WORK ORDER: Repeat the passage of the Webster tattooing-age article starting with "Following Mr. Stelmach’s" and going on through "rescinded the motion.", switching "motion" to "proposal".
(TEXT PASSAGE)
WEBSTER – The Board of Health’s decision last month to lower the legal age for tattooing from 18 to 14 caused a national media conversation on the topic, with strong positions pro and con.
The board discussed that decision at its meeting Monday evening because it had received “verbal abuse regarding our vote,” said Chairman David J. Zalewski, “We were getting a lot of flak, and there was rumor of a petition circulating.” He said that unless someone brings it up as a motion, however, “I’m going to consider the matter closed.”
Board member Michael A. Stelmach, who had initiated the age-14 minimum, asked to make a statement as to why he had made that proposal. “I did the best I could for the people of Webster,” he said. “Our concern is health. The morality of it is up to the parents and the children.”
Mr. Stelmach said he had interviewed ten people about the decision. “Six people said we hit the nail on the head, and four said that’s too young and we should take a step back.
“People are fed up with government,” he added. “Let’s get away from big government, have smaller government, let people make a choice.
“That’s why I went to 14. If we’re concerned with health, that concern is taken care of.” It’s now up to parents and legal guardians to give their consent, he said. And if they do, kids can now get that “butterfly” tattoo from a clean establishment.
The ruling requires that teens 14 to 17 must have the consent of and be accompanied by an adult guardian to obtain a tattoo in a licensed establishment. The measure was precipitated by the number of young people in town obtaining illegal “kitchen tattoos,” which can result in scarring, infection, and various diseases.
Following Mr. Stelmach’s comments, Chairman Zalewski did make a motion to bring the age back to 18. The motion was not seconded and Health Agent Cathleen Liberty noted that a change would require another public hearing. Mr Zalewski, who had voted to retain the 18-year age limit, explained he made the motion because he wanted to “show the press and the board that when my board makes a decision I don’t agree with I don’t hold it against them. He said he supports the board, and wants the public to know the board is solid, and there are no hard feelings. He subsequently rescinded the motion.
Board member Nancie Zecco reiterated Mr. Stelmach’s position that last month’s decision was a public health matter. Ms. Zecco had voted in favor of reducing the legal tattooing age, but not necessarily to as low as 14. “We did our jobs,” she said, “and we brought public awareness to the issue. People now have a better understanding of the safely issues that come with illegal tattooing done in someone’s kitchen.”
And so, the board’s decision stands.
(End TEXT PASSAGE)
(INFORMATION SHOWN)
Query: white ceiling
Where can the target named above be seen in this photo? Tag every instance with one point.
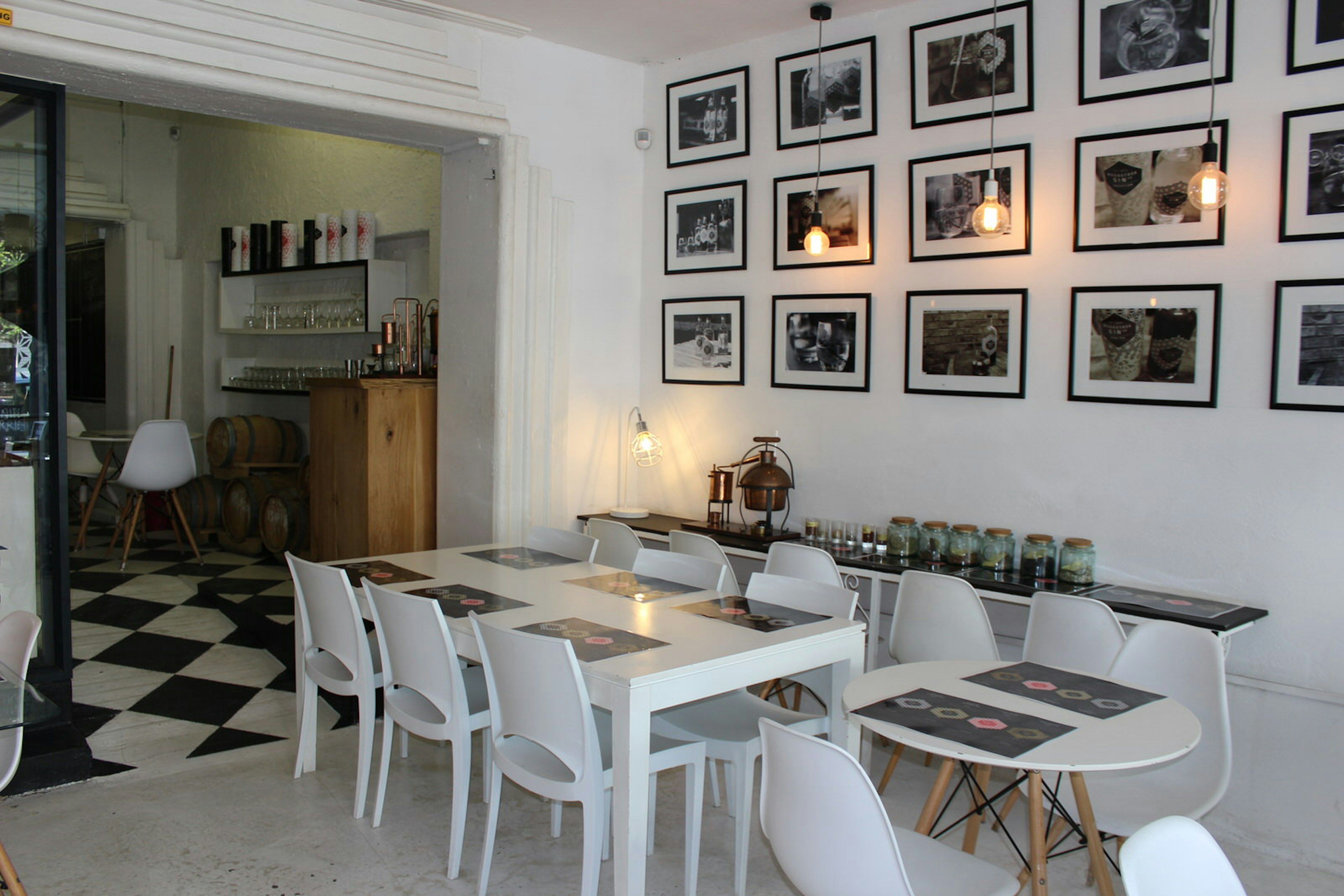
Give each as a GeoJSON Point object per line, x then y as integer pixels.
{"type": "Point", "coordinates": [658, 30]}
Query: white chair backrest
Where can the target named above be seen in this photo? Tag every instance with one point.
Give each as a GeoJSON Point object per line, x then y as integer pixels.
{"type": "Point", "coordinates": [826, 823]}
{"type": "Point", "coordinates": [568, 544]}
{"type": "Point", "coordinates": [680, 567]}
{"type": "Point", "coordinates": [330, 620]}
{"type": "Point", "coordinates": [803, 594]}
{"type": "Point", "coordinates": [417, 649]}
{"type": "Point", "coordinates": [159, 457]}
{"type": "Point", "coordinates": [1175, 856]}
{"type": "Point", "coordinates": [616, 543]}
{"type": "Point", "coordinates": [1073, 633]}
{"type": "Point", "coordinates": [802, 562]}
{"type": "Point", "coordinates": [18, 635]}
{"type": "Point", "coordinates": [940, 617]}
{"type": "Point", "coordinates": [537, 692]}
{"type": "Point", "coordinates": [1186, 664]}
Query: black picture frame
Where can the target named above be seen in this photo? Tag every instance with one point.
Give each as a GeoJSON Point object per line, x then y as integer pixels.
{"type": "Point", "coordinates": [1113, 64]}
{"type": "Point", "coordinates": [822, 342]}
{"type": "Point", "coordinates": [1126, 190]}
{"type": "Point", "coordinates": [1308, 366]}
{"type": "Point", "coordinates": [854, 65]}
{"type": "Point", "coordinates": [944, 192]}
{"type": "Point", "coordinates": [1311, 199]}
{"type": "Point", "coordinates": [702, 340]}
{"type": "Point", "coordinates": [848, 217]}
{"type": "Point", "coordinates": [695, 238]}
{"type": "Point", "coordinates": [1312, 40]}
{"type": "Point", "coordinates": [945, 89]}
{"type": "Point", "coordinates": [1146, 344]}
{"type": "Point", "coordinates": [971, 342]}
{"type": "Point", "coordinates": [698, 100]}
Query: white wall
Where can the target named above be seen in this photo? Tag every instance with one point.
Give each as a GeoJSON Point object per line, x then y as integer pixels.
{"type": "Point", "coordinates": [1238, 502]}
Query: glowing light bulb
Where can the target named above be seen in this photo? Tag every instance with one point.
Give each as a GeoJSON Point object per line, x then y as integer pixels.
{"type": "Point", "coordinates": [991, 218]}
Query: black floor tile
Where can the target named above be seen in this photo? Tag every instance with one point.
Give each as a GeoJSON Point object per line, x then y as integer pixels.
{"type": "Point", "coordinates": [230, 739]}
{"type": "Point", "coordinates": [211, 703]}
{"type": "Point", "coordinates": [116, 611]}
{"type": "Point", "coordinates": [154, 652]}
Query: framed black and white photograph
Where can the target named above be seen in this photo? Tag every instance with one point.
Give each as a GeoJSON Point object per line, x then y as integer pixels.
{"type": "Point", "coordinates": [1138, 48]}
{"type": "Point", "coordinates": [944, 195]}
{"type": "Point", "coordinates": [706, 229]}
{"type": "Point", "coordinates": [961, 66]}
{"type": "Point", "coordinates": [702, 340]}
{"type": "Point", "coordinates": [845, 198]}
{"type": "Point", "coordinates": [843, 100]}
{"type": "Point", "coordinates": [709, 119]}
{"type": "Point", "coordinates": [1311, 203]}
{"type": "Point", "coordinates": [1146, 344]}
{"type": "Point", "coordinates": [1308, 373]}
{"type": "Point", "coordinates": [1315, 35]}
{"type": "Point", "coordinates": [1131, 189]}
{"type": "Point", "coordinates": [822, 342]}
{"type": "Point", "coordinates": [967, 343]}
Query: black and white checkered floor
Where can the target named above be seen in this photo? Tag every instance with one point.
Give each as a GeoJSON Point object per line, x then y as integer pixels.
{"type": "Point", "coordinates": [162, 673]}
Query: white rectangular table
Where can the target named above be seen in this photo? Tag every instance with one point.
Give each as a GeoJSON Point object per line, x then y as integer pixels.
{"type": "Point", "coordinates": [704, 657]}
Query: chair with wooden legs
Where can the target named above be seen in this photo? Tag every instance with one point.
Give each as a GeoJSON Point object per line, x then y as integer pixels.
{"type": "Point", "coordinates": [159, 460]}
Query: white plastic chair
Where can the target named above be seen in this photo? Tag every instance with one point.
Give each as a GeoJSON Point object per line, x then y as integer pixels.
{"type": "Point", "coordinates": [728, 722]}
{"type": "Point", "coordinates": [547, 738]}
{"type": "Point", "coordinates": [428, 694]}
{"type": "Point", "coordinates": [1175, 856]}
{"type": "Point", "coordinates": [680, 567]}
{"type": "Point", "coordinates": [705, 547]}
{"type": "Point", "coordinates": [616, 543]}
{"type": "Point", "coordinates": [159, 460]}
{"type": "Point", "coordinates": [336, 655]}
{"type": "Point", "coordinates": [1184, 664]}
{"type": "Point", "coordinates": [562, 542]}
{"type": "Point", "coordinates": [831, 833]}
{"type": "Point", "coordinates": [1072, 633]}
{"type": "Point", "coordinates": [803, 562]}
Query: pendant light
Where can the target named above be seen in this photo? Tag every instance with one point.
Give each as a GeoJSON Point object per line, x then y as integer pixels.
{"type": "Point", "coordinates": [818, 241]}
{"type": "Point", "coordinates": [991, 217]}
{"type": "Point", "coordinates": [1208, 190]}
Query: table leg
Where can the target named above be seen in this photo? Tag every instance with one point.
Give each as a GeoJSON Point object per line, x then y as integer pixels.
{"type": "Point", "coordinates": [631, 786]}
{"type": "Point", "coordinates": [1101, 872]}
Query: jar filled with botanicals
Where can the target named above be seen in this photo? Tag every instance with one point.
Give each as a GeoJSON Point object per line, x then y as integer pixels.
{"type": "Point", "coordinates": [902, 536]}
{"type": "Point", "coordinates": [964, 546]}
{"type": "Point", "coordinates": [998, 550]}
{"type": "Point", "coordinates": [933, 542]}
{"type": "Point", "coordinates": [1038, 557]}
{"type": "Point", "coordinates": [1077, 561]}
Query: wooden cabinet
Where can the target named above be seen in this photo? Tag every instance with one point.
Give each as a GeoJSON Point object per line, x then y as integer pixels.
{"type": "Point", "coordinates": [373, 457]}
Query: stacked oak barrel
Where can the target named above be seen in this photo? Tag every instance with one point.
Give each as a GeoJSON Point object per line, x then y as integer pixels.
{"type": "Point", "coordinates": [256, 498]}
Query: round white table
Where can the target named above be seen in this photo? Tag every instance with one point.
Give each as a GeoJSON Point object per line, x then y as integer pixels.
{"type": "Point", "coordinates": [1142, 737]}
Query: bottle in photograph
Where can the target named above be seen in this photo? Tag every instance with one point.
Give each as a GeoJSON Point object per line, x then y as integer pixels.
{"type": "Point", "coordinates": [1128, 181]}
{"type": "Point", "coordinates": [1172, 332]}
{"type": "Point", "coordinates": [1123, 336]}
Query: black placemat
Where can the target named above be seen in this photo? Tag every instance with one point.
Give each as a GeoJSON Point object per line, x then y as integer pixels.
{"type": "Point", "coordinates": [593, 641]}
{"type": "Point", "coordinates": [521, 558]}
{"type": "Point", "coordinates": [752, 614]}
{"type": "Point", "coordinates": [975, 725]}
{"type": "Point", "coordinates": [1091, 696]}
{"type": "Point", "coordinates": [1181, 605]}
{"type": "Point", "coordinates": [459, 600]}
{"type": "Point", "coordinates": [636, 587]}
{"type": "Point", "coordinates": [379, 573]}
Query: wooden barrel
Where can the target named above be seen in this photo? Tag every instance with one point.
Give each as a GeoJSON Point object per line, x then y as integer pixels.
{"type": "Point", "coordinates": [202, 500]}
{"type": "Point", "coordinates": [252, 440]}
{"type": "Point", "coordinates": [244, 499]}
{"type": "Point", "coordinates": [284, 522]}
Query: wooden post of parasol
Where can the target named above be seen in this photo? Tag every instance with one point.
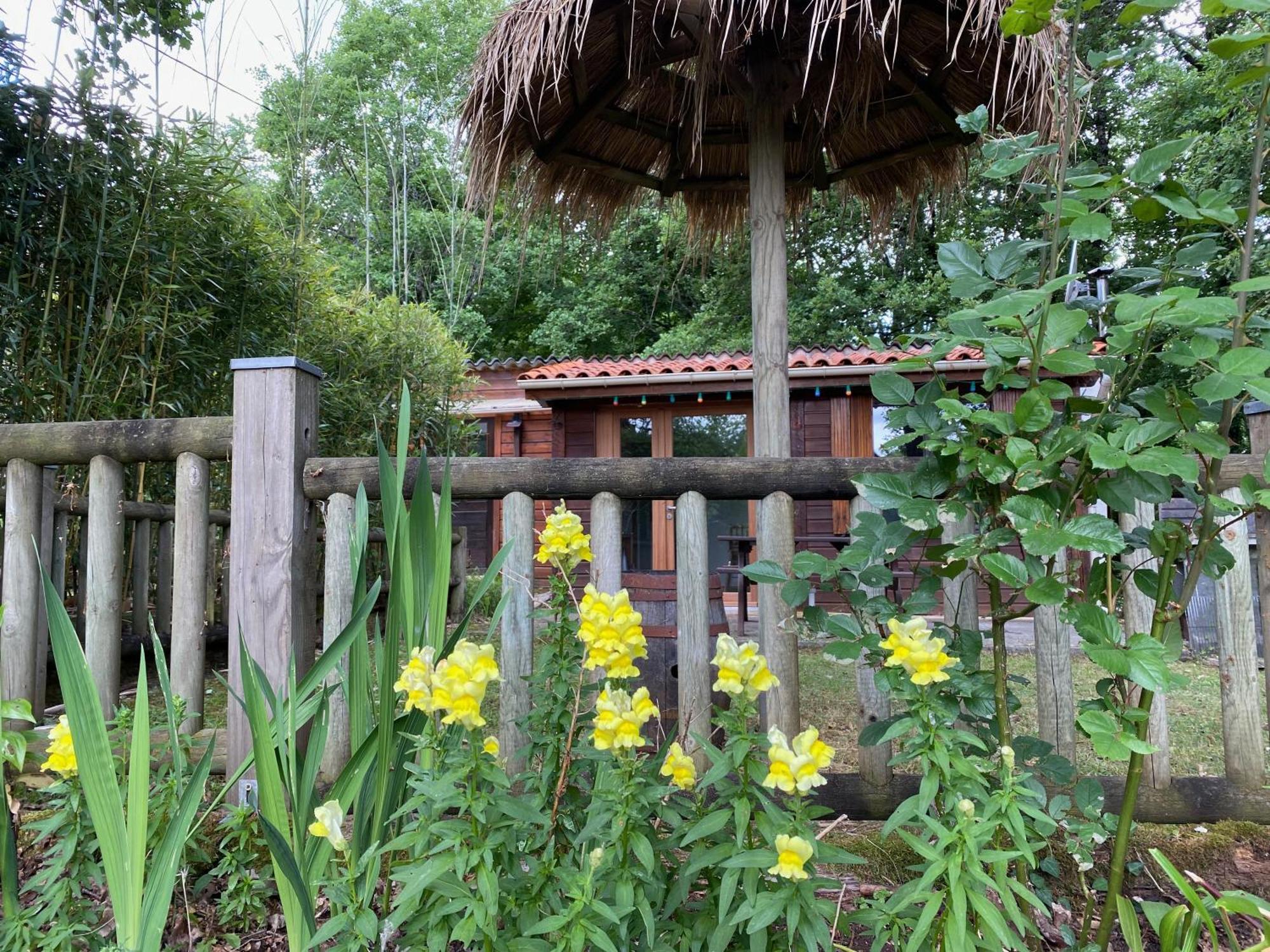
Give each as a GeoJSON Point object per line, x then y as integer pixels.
{"type": "Point", "coordinates": [769, 270]}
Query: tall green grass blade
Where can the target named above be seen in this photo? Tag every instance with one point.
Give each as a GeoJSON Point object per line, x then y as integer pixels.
{"type": "Point", "coordinates": [96, 761]}
{"type": "Point", "coordinates": [271, 799]}
{"type": "Point", "coordinates": [167, 859]}
{"type": "Point", "coordinates": [358, 686]}
{"type": "Point", "coordinates": [139, 790]}
{"type": "Point", "coordinates": [178, 755]}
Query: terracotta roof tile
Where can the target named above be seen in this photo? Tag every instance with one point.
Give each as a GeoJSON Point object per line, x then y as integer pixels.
{"type": "Point", "coordinates": [609, 367]}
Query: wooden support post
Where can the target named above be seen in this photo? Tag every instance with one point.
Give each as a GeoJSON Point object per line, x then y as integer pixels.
{"type": "Point", "coordinates": [606, 543]}
{"type": "Point", "coordinates": [1236, 661]}
{"type": "Point", "coordinates": [104, 604]}
{"type": "Point", "coordinates": [518, 662]}
{"type": "Point", "coordinates": [693, 588]}
{"type": "Point", "coordinates": [1056, 695]}
{"type": "Point", "coordinates": [337, 612]}
{"type": "Point", "coordinates": [962, 593]}
{"type": "Point", "coordinates": [778, 639]}
{"type": "Point", "coordinates": [213, 577]}
{"type": "Point", "coordinates": [874, 704]}
{"type": "Point", "coordinates": [769, 279]}
{"type": "Point", "coordinates": [142, 532]}
{"type": "Point", "coordinates": [48, 499]}
{"type": "Point", "coordinates": [191, 535]}
{"type": "Point", "coordinates": [1139, 615]}
{"type": "Point", "coordinates": [1259, 440]}
{"type": "Point", "coordinates": [22, 590]}
{"type": "Point", "coordinates": [272, 590]}
{"type": "Point", "coordinates": [163, 581]}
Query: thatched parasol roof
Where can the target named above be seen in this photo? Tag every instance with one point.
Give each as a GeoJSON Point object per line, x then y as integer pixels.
{"type": "Point", "coordinates": [587, 103]}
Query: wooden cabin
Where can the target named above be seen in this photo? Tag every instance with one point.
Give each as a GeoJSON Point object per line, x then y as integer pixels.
{"type": "Point", "coordinates": [695, 406]}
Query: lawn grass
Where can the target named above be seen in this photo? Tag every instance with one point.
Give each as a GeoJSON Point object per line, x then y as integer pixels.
{"type": "Point", "coordinates": [827, 691]}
(End INFORMATION SHOWN)
EXERCISE OUTPUT:
Following Mr. Stelmach’s comments, Chairman Zalewski did make a proposal to bring the age back to 18. The proposal was not seconded and Health Agent Cathleen Liberty noted that a change would require another public hearing. Mr Zalewski, who had voted to retain the 18-year age limit, explained he made the proposal because he wanted to “show the press and the board that when my board makes a decision I don’t agree with I don’t hold it against them. He said he supports the board, and wants the public to know the board is solid, and there are no hard feelings. He subsequently rescinded the proposal.